SUPPLIED DATA ▸
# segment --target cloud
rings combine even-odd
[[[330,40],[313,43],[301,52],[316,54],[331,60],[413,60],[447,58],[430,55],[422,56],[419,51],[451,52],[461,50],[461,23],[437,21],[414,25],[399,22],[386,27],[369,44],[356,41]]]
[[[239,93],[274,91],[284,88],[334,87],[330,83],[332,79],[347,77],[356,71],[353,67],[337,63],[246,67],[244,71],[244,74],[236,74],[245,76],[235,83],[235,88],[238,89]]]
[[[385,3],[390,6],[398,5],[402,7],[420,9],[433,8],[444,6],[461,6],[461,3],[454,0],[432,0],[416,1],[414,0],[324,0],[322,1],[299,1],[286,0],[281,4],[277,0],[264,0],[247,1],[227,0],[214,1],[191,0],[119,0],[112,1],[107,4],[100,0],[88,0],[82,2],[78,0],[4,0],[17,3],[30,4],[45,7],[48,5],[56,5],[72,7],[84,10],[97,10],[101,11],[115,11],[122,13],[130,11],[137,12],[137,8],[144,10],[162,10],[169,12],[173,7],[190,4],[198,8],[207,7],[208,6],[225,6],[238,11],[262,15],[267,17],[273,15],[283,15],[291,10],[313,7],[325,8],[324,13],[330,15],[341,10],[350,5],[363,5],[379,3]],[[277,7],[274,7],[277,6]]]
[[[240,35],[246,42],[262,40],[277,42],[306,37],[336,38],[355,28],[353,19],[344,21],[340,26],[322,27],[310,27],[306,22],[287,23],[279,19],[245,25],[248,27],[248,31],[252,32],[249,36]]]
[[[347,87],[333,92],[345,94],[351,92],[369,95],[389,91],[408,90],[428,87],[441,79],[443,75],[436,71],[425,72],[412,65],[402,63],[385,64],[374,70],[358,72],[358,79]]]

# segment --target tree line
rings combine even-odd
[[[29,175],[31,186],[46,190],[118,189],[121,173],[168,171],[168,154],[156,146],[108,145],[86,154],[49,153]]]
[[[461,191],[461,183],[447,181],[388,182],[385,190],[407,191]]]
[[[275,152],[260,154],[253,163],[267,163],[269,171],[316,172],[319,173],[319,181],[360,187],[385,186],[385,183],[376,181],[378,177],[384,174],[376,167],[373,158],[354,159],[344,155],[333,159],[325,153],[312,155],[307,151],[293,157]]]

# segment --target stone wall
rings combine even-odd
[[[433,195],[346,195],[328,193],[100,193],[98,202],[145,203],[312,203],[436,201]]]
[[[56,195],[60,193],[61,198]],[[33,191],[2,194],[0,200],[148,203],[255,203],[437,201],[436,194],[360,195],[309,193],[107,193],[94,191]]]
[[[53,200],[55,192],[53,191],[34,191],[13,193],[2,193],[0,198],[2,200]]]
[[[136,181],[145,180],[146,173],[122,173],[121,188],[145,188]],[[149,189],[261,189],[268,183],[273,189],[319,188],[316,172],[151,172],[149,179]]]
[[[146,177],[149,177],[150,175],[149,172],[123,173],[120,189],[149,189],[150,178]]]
...
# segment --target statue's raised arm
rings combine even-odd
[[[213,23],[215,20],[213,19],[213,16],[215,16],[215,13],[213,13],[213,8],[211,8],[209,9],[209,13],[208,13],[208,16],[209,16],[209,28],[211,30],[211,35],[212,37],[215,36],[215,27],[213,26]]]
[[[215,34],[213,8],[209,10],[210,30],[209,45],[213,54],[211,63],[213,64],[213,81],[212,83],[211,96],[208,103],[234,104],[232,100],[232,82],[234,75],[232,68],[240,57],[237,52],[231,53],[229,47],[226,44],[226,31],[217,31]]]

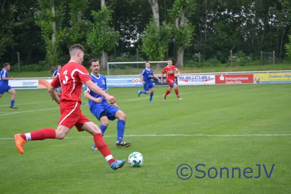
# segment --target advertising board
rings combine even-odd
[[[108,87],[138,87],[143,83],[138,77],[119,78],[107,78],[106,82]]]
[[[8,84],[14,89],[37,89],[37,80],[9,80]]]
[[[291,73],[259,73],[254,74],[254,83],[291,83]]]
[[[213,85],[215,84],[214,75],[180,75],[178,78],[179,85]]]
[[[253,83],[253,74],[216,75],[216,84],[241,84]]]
---
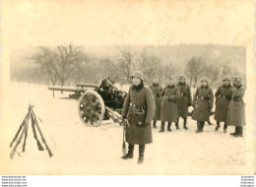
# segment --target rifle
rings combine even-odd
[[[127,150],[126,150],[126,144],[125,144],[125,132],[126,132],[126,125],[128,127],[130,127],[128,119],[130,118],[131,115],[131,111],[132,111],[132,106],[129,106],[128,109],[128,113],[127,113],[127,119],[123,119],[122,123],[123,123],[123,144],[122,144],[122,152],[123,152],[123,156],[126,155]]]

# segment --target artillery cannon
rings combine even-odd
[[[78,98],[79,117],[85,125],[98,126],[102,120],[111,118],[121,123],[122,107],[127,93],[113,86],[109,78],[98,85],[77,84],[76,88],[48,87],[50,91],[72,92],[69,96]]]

WHAT YOU ARE ASKED TO DO ▸ Convert the rows above into a numbered list with blank lines dropped, starting with the line that contains "# segment --target advertising board" and going on through the line that contains "[[[253,83],[253,74],[216,75],[216,84],[241,84]]]".

COMPLETED TASK ▸
1. # segment --target advertising board
2. rings combine even-odd
3. [[[108,87],[138,87],[143,83],[138,77],[119,78],[107,78],[106,82]]]
4. [[[8,84],[14,89],[37,89],[37,80],[9,80]]]
5. [[[291,73],[259,73],[254,74],[254,83],[291,83]]]
6. [[[213,85],[215,84],[214,75],[180,75],[178,78],[179,85]]]
7. [[[253,83],[253,74],[216,75],[216,84],[241,84]]]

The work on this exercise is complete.